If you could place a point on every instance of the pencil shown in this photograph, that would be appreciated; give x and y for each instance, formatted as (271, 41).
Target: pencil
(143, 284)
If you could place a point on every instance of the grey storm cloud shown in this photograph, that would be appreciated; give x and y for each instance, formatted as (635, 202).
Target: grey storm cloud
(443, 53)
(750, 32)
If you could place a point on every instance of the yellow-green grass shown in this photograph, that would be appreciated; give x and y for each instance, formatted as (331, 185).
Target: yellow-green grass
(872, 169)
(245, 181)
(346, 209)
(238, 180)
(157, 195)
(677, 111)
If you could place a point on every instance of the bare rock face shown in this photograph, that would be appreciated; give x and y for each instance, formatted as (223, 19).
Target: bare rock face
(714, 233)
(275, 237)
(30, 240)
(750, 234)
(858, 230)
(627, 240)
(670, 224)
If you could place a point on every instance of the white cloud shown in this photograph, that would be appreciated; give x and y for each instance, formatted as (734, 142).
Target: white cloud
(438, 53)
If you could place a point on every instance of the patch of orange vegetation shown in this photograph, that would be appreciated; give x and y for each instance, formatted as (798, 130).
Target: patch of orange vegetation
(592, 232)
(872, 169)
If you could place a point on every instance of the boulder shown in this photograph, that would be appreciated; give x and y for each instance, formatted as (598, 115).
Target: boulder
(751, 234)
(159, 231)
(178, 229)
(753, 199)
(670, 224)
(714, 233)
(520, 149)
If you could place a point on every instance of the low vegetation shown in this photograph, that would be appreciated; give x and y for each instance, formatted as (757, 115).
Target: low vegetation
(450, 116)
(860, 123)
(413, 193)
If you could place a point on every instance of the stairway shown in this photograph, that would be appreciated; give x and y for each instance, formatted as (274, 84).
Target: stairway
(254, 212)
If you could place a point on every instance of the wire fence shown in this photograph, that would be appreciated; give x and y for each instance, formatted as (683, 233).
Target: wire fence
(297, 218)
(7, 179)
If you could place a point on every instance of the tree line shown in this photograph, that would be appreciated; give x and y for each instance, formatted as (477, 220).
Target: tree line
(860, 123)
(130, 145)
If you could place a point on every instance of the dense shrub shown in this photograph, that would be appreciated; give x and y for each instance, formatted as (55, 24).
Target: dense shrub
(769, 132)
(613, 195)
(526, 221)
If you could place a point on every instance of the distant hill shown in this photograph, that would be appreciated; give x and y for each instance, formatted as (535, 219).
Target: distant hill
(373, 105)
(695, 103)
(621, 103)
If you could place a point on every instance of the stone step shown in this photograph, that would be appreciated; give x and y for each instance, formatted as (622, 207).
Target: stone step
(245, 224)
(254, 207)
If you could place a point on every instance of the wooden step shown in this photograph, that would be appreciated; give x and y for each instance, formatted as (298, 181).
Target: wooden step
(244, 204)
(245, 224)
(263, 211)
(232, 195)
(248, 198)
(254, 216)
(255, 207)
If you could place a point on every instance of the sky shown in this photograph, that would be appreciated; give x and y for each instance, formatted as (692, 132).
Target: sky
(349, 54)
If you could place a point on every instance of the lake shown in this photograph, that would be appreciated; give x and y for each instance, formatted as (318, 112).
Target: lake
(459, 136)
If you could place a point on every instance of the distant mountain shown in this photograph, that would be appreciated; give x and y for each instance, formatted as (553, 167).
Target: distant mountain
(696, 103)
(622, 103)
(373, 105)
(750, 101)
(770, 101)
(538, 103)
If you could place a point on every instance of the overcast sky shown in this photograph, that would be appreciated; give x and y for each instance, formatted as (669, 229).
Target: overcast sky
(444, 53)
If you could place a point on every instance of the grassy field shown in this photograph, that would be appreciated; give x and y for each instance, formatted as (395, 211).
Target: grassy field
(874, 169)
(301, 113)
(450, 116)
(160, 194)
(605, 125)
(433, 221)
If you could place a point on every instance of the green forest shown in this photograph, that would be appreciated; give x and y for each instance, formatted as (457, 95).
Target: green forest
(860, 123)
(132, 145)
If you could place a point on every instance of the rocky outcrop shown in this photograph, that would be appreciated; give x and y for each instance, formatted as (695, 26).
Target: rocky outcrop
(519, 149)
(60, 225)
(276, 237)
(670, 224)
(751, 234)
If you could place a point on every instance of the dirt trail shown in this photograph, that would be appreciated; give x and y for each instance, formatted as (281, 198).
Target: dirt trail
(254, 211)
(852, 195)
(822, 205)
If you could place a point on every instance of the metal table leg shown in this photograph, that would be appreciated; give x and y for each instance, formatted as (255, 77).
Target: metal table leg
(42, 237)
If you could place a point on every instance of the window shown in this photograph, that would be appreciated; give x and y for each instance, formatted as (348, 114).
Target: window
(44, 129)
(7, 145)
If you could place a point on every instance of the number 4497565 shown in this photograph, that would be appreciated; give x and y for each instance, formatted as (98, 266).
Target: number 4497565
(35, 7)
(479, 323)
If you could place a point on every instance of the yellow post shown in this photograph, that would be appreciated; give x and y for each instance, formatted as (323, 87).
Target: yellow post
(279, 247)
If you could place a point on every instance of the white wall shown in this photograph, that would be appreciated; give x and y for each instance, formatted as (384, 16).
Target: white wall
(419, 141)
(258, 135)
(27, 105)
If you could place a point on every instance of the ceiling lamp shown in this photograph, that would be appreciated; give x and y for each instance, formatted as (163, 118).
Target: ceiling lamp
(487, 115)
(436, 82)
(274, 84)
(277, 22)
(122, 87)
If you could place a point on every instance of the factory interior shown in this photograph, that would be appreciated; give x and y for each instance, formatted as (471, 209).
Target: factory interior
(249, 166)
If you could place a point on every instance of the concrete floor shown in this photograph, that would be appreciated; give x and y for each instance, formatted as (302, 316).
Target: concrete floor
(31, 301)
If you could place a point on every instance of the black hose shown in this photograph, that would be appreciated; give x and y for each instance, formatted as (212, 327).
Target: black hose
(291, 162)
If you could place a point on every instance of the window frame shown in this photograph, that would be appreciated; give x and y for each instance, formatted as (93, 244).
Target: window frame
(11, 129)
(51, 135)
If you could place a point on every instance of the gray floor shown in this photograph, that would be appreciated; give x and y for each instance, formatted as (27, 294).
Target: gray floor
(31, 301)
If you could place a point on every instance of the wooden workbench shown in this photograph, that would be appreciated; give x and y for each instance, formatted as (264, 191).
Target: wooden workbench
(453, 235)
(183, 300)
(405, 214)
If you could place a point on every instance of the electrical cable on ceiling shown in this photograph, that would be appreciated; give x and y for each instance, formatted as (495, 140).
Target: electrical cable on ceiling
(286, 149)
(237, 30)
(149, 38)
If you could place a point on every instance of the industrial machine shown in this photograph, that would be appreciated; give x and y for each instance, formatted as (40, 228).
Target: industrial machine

● **Task instructions**:
Read the listing. Copy each line that has the word "industrial" in it.

● **Answer for the task**:
If you could place a point on every instance of the industrial machine shown in this photograph, that would be appreciated; give x and y for each instance, formatted as (40, 228).
Target: industrial machine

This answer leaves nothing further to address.